Work to complete
Give the lines of the material below as a JSON list of strings, one string per line, with blank lines left out. Leave the pictures out of the answer.

═════ Material provided ═════

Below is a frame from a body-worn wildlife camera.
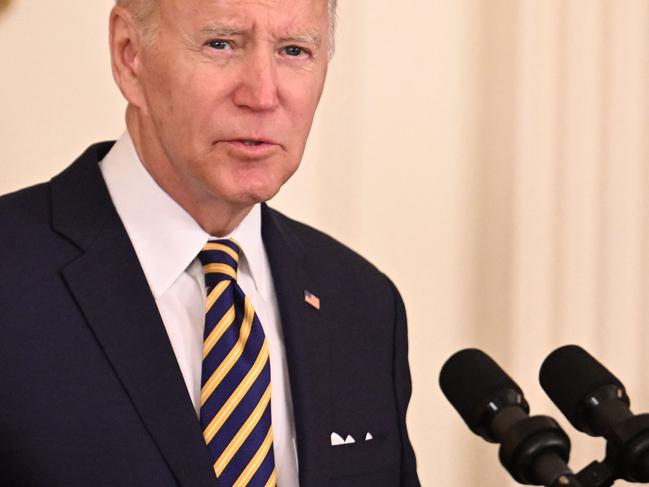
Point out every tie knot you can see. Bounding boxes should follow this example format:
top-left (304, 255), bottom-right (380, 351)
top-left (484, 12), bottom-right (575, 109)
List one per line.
top-left (198, 240), bottom-right (240, 287)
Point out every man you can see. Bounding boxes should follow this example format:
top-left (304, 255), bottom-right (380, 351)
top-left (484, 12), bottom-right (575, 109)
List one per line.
top-left (0, 0), bottom-right (419, 487)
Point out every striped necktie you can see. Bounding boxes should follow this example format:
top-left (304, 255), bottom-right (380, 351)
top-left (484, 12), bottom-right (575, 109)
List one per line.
top-left (199, 240), bottom-right (277, 487)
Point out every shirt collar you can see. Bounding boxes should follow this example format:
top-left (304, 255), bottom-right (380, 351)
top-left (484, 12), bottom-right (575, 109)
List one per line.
top-left (99, 132), bottom-right (269, 299)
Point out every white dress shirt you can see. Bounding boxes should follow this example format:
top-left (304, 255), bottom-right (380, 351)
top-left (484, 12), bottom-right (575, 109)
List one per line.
top-left (99, 132), bottom-right (299, 487)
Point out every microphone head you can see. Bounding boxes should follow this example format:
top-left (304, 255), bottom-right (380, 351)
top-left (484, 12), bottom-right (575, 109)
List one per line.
top-left (439, 348), bottom-right (529, 441)
top-left (539, 345), bottom-right (629, 434)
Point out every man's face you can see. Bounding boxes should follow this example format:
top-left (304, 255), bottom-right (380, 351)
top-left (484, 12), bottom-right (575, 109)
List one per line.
top-left (139, 0), bottom-right (329, 214)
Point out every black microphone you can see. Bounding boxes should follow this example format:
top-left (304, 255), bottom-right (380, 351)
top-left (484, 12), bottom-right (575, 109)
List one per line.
top-left (539, 345), bottom-right (649, 482)
top-left (439, 349), bottom-right (581, 487)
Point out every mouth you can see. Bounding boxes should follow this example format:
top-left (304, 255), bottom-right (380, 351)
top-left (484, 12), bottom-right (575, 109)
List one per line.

═════

Solution to the exercise
[
  "Below is a frame from a body-worn wildlife camera.",
  "Point out every tie knot you can see. Bounding boxes should follow this example format:",
  "top-left (304, 255), bottom-right (380, 351)",
  "top-left (484, 12), bottom-right (575, 109)",
  "List one per line.",
  "top-left (198, 240), bottom-right (240, 287)",
  "Point out every man you can see. Bounding boxes should follow this example format:",
  "top-left (304, 255), bottom-right (380, 351)",
  "top-left (484, 12), bottom-right (575, 109)",
  "List one per line.",
  "top-left (0, 0), bottom-right (419, 487)",
  "Point out every striped necktie you can see. Bounding boxes should follow this example format:",
  "top-left (304, 255), bottom-right (380, 351)",
  "top-left (484, 12), bottom-right (575, 109)",
  "List one per line.",
  "top-left (199, 240), bottom-right (277, 487)",
  "Point out every shirt collar you can see. Bounding boxes should follow this example format:",
  "top-left (304, 255), bottom-right (380, 351)",
  "top-left (484, 12), bottom-right (575, 109)",
  "List one per line.",
  "top-left (99, 132), bottom-right (269, 299)",
  "Point out every white dress shirt you can see. Bounding boxes should follow this example format:",
  "top-left (304, 255), bottom-right (380, 351)",
  "top-left (484, 12), bottom-right (575, 109)",
  "List one per line.",
  "top-left (99, 132), bottom-right (299, 487)",
  "Point out every microphone head you can see. Bounding boxes should follow this example format:",
  "top-left (304, 255), bottom-right (380, 351)",
  "top-left (484, 12), bottom-right (575, 109)",
  "List one per line.",
  "top-left (439, 348), bottom-right (529, 441)",
  "top-left (539, 345), bottom-right (629, 434)",
  "Point out every man's face you can see. Bounding boxes should follow this example format:",
  "top-left (304, 255), bottom-right (380, 351)",
  "top-left (484, 12), bottom-right (575, 109)",
  "List one per line.",
  "top-left (139, 0), bottom-right (329, 214)",
  "Point out every black microphone you can see. Bounding boxes should follow this example format:",
  "top-left (304, 255), bottom-right (380, 351)",
  "top-left (484, 12), bottom-right (575, 109)",
  "List one per line.",
  "top-left (539, 345), bottom-right (649, 482)",
  "top-left (439, 349), bottom-right (581, 487)",
  "Point out every mouth you can see. Bounding boxes should follow this example format:",
  "top-left (304, 255), bottom-right (380, 351)",
  "top-left (484, 12), bottom-right (575, 109)",
  "List one per line."
]